**WORK INSTRUCTIONS:**
Please print the entries from their first line up to and including the line with "[[[231,71],[231,89],[256,89],[256,70]]]", reproducing each line character for character.

**MATERIAL SUPPLIED:**
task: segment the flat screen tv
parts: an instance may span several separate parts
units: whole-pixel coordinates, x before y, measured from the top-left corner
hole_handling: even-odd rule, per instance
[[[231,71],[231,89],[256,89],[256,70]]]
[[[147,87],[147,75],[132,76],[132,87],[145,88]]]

**OUTPUT FOR THIS EXERCISE:**
task: segment the flat screen tv
parts: an instance may span several separate parts
units: whole-pixel coordinates, x before y, measured from the top-left corner
hole_handling: even-odd rule, per instance
[[[231,71],[231,89],[256,89],[256,70]]]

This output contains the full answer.